Can Anti-Chinese Sentiment be Detected Using Twitter?
Covid-19 has spread across the globe, infecting milions of people and fundamentally changing how we work and interact with others. With the proliferation of this disease also came an unexpected byproduct; anti-Chinese racism in the United States. Since the first cases of the virus were in Wuhan, a number of individuals have blamed China and its government for the pandemic, going as far as to attack, harrass, and curse Chinese nationals and even Chinese-Americans. These flames of prejudice, some would argue, have been stoked by the U.S. president’s rhetoric; he famously called Covid-19 the “Chinese Virus.”
Some of my classmates (Jingjing Shi, Abdullah AlOthman, Felipe Buchbinder) and myself were interested in identifying the amount of prejudice that exists towards Chinese people and how it has changed over the course of the pandemic. We decided to use a dataset of Covid-19-related tweets collected by the Panacea Lab to tackle this question. We began by hydrating the tweets (taking a tweet’s ID and adding the rest of its data) and subsetting them based on if they contained a keyword like Wuhan, China, or Chinese Virus. Our process can be seen below.

• **Questions**
(a) Repeat word for word the part of the write-up on anti-Chinese sentiment and Twitter from "Some of my classmates" up to and including "be seen below.".
(b) Continue the write-up on anti-Chinese sentiment and Twitter from the point where it stops.
The listing that comes next is separate material, unconnected to the write-up on anti-Chinese sentiment and Twitter.

• **Extracted information**
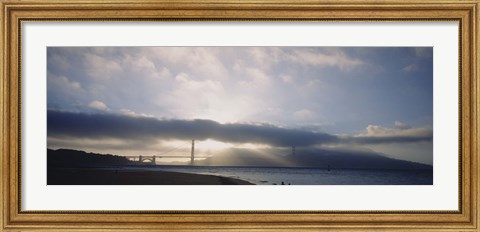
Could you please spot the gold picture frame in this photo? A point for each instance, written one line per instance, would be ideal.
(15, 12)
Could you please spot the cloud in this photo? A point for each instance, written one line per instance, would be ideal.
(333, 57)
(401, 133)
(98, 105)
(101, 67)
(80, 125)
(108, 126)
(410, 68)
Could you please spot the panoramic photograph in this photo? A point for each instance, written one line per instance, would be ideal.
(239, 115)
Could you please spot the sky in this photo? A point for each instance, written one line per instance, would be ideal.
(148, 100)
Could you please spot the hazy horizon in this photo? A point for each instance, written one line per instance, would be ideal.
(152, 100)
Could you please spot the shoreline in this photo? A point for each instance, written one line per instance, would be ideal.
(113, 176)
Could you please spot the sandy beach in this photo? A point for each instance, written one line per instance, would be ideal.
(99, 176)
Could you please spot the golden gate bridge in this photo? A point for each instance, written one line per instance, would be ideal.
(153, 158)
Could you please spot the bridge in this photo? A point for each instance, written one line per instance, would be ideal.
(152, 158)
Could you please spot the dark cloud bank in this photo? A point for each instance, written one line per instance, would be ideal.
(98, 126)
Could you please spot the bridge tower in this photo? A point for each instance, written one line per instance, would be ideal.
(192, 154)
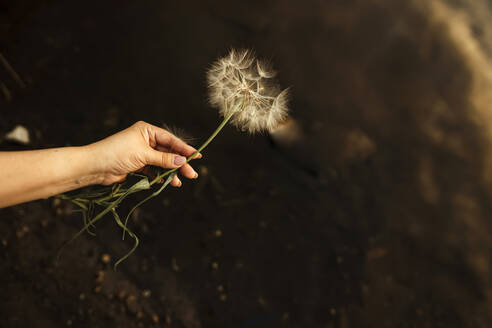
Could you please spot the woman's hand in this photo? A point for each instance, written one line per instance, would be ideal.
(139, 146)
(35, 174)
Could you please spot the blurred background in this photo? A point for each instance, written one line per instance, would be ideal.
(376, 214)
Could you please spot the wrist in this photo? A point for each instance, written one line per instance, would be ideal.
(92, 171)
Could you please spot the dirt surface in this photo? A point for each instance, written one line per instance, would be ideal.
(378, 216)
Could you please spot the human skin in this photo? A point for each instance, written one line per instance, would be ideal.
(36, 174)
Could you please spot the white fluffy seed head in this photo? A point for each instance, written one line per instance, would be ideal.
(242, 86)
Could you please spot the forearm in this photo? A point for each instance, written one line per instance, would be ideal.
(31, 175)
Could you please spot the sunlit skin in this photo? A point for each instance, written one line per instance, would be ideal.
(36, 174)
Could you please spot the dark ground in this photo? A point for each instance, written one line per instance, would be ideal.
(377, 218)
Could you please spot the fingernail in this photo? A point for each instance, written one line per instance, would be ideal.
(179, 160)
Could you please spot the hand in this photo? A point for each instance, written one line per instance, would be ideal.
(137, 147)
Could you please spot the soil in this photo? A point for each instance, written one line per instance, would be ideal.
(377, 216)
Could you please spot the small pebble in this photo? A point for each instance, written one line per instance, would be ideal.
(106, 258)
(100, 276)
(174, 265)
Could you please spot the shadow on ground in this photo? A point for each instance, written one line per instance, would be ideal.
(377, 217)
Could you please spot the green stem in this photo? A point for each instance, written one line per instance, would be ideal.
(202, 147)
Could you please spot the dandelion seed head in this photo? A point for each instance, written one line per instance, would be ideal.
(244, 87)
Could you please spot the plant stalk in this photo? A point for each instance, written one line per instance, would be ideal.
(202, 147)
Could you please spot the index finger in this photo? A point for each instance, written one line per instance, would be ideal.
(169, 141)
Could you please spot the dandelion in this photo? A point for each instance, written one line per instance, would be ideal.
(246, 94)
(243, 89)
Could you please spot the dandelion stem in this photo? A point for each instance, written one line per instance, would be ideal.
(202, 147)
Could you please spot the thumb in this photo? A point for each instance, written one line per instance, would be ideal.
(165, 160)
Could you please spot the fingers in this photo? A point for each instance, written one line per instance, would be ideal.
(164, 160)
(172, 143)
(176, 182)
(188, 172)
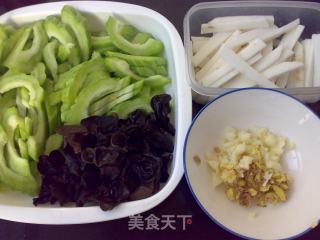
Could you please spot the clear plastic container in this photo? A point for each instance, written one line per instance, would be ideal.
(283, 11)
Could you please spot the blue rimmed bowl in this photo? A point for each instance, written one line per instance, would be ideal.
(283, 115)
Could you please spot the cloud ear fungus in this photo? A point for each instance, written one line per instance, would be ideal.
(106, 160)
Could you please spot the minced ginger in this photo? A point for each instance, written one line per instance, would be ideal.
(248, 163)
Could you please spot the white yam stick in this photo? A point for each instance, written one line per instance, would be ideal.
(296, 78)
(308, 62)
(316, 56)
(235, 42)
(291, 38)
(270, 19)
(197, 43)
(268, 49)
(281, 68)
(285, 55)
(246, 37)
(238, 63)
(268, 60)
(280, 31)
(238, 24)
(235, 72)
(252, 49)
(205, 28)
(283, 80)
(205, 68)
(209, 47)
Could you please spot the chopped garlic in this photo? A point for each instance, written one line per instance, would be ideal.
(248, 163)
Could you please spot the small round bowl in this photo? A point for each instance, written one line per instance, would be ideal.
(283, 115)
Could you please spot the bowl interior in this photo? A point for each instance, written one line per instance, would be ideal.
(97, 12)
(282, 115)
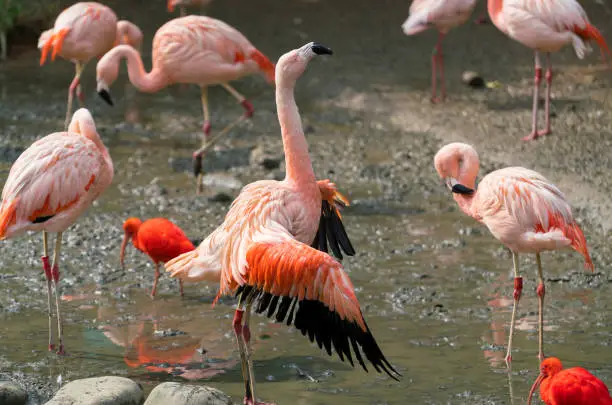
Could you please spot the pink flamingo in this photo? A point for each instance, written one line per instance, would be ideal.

--

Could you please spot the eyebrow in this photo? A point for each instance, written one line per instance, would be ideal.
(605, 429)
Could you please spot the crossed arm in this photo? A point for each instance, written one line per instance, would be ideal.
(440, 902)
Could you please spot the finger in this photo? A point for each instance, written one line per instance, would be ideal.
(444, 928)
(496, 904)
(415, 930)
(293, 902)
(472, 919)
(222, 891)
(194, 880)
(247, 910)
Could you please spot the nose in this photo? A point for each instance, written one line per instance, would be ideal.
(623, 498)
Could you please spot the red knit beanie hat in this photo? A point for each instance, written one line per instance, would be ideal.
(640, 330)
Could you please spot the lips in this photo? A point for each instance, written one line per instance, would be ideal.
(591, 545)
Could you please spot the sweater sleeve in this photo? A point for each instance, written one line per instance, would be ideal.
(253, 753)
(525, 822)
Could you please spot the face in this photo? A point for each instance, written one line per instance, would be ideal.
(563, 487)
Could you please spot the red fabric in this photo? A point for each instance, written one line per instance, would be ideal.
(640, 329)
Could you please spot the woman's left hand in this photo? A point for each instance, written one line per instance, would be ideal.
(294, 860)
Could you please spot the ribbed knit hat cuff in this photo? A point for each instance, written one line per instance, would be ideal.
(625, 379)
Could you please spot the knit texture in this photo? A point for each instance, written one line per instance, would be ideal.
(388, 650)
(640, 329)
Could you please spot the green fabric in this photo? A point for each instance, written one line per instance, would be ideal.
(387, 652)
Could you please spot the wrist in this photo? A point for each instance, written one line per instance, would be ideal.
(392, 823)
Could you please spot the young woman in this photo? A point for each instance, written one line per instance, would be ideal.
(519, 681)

* * *

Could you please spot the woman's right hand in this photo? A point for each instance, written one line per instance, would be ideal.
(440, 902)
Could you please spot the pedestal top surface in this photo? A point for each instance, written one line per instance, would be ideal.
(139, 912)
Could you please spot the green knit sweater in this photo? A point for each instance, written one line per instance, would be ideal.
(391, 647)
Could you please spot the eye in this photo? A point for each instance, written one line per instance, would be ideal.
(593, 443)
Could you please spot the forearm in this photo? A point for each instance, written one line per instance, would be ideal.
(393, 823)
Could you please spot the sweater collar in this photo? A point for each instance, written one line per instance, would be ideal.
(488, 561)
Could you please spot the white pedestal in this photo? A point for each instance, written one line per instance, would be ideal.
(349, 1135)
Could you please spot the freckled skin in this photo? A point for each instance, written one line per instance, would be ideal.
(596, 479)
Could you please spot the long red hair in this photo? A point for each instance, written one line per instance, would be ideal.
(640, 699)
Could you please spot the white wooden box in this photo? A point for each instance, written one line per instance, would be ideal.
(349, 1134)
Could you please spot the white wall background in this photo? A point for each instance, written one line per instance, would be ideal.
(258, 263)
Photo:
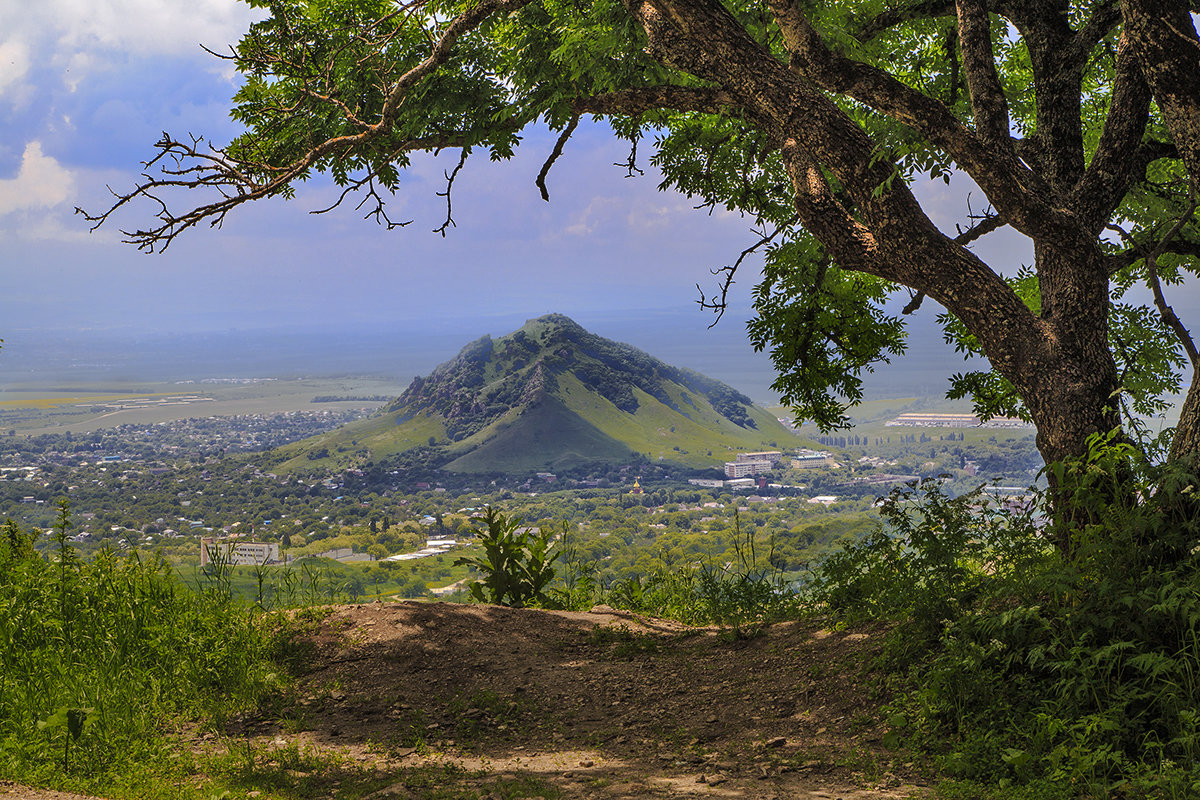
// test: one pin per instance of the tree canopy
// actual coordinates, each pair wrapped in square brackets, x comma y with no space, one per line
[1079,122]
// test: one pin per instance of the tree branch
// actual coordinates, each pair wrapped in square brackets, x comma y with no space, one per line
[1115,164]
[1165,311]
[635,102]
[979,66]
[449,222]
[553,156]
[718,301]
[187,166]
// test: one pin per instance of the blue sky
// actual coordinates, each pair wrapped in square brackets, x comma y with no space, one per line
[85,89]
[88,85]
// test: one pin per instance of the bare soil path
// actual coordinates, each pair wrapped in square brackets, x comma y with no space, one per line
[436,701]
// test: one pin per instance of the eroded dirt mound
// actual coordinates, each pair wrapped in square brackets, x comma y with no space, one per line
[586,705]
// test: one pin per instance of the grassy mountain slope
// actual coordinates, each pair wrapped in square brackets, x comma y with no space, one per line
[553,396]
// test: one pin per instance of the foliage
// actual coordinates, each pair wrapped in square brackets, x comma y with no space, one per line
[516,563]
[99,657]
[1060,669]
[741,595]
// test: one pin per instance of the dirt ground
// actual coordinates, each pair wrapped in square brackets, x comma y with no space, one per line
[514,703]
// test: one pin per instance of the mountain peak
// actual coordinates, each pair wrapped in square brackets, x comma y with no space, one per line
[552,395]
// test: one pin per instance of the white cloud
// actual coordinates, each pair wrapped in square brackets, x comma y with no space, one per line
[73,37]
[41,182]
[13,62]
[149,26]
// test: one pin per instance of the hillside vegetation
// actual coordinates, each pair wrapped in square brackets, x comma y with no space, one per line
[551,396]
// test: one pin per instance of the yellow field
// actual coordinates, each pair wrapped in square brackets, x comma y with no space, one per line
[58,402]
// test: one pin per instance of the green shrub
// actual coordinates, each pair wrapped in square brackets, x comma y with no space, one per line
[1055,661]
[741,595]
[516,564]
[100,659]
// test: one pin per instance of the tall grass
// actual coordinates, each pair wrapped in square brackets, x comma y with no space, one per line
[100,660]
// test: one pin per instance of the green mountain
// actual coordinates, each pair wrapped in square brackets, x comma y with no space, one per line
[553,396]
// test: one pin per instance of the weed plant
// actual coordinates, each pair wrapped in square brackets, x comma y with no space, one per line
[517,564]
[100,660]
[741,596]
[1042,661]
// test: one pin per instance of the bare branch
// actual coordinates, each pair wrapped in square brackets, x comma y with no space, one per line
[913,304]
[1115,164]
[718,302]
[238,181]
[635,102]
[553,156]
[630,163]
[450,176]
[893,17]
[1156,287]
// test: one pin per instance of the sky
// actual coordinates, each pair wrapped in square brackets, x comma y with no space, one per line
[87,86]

• **Answers given**
(a)
Some of my classmates (Jingjing Shi, Abdullah AlOthman, Felipe Buchbinder) and myself were interested in identifying the amount of prejudice that exists towards Chinese people and how it has changed over the course of the pandemic. We decided to use a dataset of Covid-19-related tweets collected by the Panacea Lab to tackle this question. We began by hydrating the tweets (taking a tweet’s ID and adding the rest of its data) and subsetting them based on if they contained a keyword like Wuhan, China, or Chinese Virus. Our process can be seen below.

(b)
After we collected the tweets, our next step was to determine how to measure the sentiment of their contents. We built a deep-learning model to classify tweets as being severly toxic, an identity attack, an insult, or a threat, using an annotated dataset provided by Jigsaw’s AI team. This model achieved a .98 AUC. We then used this model to classify all of the tweets we gathered. We found that there appeared to be a spike in insults following the declaration of the pandemic worldwide.
China-related tweets appeared to have higher levels of insults, threats, toxicity, and identity attacks, confirming that Chinese people may be experiencing racism as a result of the Coronavirus.
Interestingly, individuals with no profile pictures also tweeted content that was much more negative and insulting- it is possible that such users may be bots created to manufacture political discord. We may try applying existing bot-detection algorithms to test this theory.